## [Tarefa 1]
Responda às perguntas abaixo com base na entrevista sobre a ajuda humanitária em Gaza.
(a) Segundo M-A.R., após quanto tempo de intervenção no local não se conseguiu ajudar a população?
(b) Que país é mencionado entre os doadores que suspenderam o financiamento à UNRWA?
(c) Quais serviços básicos a UNRWA garante, de acordo com a entrevista?
## [Tarefa 2]
Dê sequência à entrevista sobre a ajuda humanitária em Gaza, começando logo após a última pergunta apresentada.

## [Trecho citado]

* * * * * * *

M-A.R.: A questão não é se ela pode continuar, mas se ela pode sequer começar. Após seis meses de intervenção no local, não conseguimos ajudar a população. A escala da crise é muito grande. Nenhum sistema de saúde do mundo tem a capacidade de lidar com esse derramamento de sangue. A resposta humanitária em Gaza hoje é, portanto, uma ilusão. Não podemos chegar aos nossos pacientes sem sermos atacados. Em Gaza, os humanitários não são heróis, são vítimas.

SWI: A comunidade humanitária acusa Israel de contornar as Nações Unidas e as organizações internacionais, principalmente ao desmantelar a UNRWA, com objetivo estabelecer um sistema de distribuição paralelo sob controle israelense. Você percebeu isso em campo?

M-A.R: Na verdade, Israel não está apenas excluindo a ONU, mas todas as organizações internacionais. Vários doadores, inclusive a Suíça, suspenderam o financiamento à UNRWA, que Israel acusa de ser cúmplice dos crimes cometidos pelo Hamas. No entanto, a agência da ONU para refugiados palestinos é a espinha dorsal da sociedade em Gaza. Ela garante serviços básicos, como distribuição de alimentos, acesso à saúde, gerenciamento de resíduos e esgoto. É simplesmente impossível substituí-la, especialmente porque nenhuma ajuda israelense está chegando a Gaza, apesar de as autoridades afirmarem o contrário.

SWI: A comunidade internacional está fazendo o suficiente para proteger os trabalhadores humanitários?

* * * * * * *

[Dados coletados]

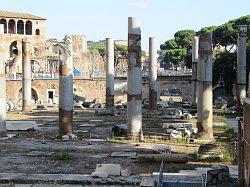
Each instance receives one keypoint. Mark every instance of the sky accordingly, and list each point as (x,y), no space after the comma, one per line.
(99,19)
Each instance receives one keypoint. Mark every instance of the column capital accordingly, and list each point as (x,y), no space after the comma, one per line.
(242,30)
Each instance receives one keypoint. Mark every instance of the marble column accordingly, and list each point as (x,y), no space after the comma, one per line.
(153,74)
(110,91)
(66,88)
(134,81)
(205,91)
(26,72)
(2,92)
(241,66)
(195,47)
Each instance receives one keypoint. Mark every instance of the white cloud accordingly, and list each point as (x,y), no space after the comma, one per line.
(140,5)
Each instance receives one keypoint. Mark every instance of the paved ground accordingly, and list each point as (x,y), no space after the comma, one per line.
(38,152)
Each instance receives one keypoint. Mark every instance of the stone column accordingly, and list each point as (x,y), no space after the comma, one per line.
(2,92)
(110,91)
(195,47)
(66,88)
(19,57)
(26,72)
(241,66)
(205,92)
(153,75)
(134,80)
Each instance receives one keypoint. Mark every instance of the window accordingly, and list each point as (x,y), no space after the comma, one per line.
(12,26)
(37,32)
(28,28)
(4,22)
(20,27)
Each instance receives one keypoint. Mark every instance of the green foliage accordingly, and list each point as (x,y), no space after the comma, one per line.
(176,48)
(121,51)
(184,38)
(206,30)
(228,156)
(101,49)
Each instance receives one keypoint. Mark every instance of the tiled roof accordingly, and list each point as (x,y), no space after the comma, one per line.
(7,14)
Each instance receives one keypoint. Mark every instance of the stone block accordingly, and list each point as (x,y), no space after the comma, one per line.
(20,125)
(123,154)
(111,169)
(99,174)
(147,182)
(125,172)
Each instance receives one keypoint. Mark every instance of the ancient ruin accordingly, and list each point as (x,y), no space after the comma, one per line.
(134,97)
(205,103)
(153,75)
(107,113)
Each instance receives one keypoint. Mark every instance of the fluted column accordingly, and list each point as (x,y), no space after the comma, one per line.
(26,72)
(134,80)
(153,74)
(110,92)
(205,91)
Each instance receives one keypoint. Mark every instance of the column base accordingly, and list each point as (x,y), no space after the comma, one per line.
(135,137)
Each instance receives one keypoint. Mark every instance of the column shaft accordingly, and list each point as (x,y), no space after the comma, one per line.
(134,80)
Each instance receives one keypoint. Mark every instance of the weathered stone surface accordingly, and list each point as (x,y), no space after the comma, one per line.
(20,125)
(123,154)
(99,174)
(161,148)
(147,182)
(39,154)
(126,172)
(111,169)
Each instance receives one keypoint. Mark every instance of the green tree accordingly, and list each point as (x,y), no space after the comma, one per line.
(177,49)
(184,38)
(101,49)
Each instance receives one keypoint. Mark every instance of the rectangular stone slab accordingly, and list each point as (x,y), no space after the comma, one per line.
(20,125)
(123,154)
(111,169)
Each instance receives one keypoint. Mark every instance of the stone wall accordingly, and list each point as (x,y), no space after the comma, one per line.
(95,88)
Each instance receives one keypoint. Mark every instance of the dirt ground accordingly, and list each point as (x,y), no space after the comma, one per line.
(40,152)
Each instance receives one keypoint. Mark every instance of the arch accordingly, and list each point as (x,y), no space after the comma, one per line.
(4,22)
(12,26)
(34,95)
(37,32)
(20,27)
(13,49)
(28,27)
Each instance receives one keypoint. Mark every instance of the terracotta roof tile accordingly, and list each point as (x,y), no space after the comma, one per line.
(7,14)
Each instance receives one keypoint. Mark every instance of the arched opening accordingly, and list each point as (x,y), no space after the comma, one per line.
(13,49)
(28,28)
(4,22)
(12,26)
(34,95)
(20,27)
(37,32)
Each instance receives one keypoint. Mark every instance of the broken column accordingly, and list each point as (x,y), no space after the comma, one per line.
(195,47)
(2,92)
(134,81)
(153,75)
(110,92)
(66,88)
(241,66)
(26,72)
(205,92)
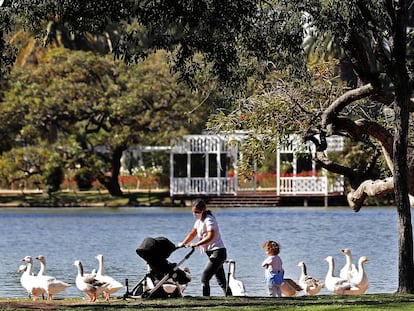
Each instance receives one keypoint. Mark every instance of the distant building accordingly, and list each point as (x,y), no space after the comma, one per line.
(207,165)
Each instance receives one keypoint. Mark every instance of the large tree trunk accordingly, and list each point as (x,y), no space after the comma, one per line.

* * * * * * *

## [Resposta 1]
(a) Após seis meses.
(b) A Suíça.
(c) Distribuição de alimentos, acesso à saúde, gerenciamento de resíduos e esgoto.

## [Resposta 2]
M-A.R.: Não, absolutamente. As condições de trabalho em Gaza não têm precedentes. Todas as instalações de saúde em Gaza onde trabalhei em novembro passado tiveram de ser evacuadas. Apesar disso e da morte de quase 200 trabalhadores humanitários, não vimos nenhuma indignação por parte da comunidade internacional, nem nenhum pedido de investigação independente para determinar a responsabilidade, inclusive em relação aos ataques que tiveram como alvo e mataram funcionários da MSF.

SWI: Até o momento, a resolução do Conselho de Segurança para um cessar-fogo aprovada em 27 de março continua sem efeito. Em Gaza, há alguma esperança de que ela seja implementada?

M-A.R: A resolução do Conselho de Segurança da ONU chegou tarde demais e ainda não foi implementada. São apenas palavras no papel, enquanto em Gaza as bombas ainda estão caindo. Muitos que estão na região agora dizem que os sortudos são aqueles que já estão mortos.

SWI: Você vê o direito internacional como uma concha vazia, sem utilidade?

M-A.R.: Infelizmente, essa é a principal questão em jogo no pano de fundo do conflito. O número de violações flagrantes do direito internacional documentadas em Gaza é imensurável. Essa guerra está sendo travada sem regras, com total desrespeito à lei internacional, tanto que os crimes de guerra se tornaram comuns. Enquanto a impunidade persistir, não apenas a credibilidade, mas também o futuro do direito internacional estará em risco.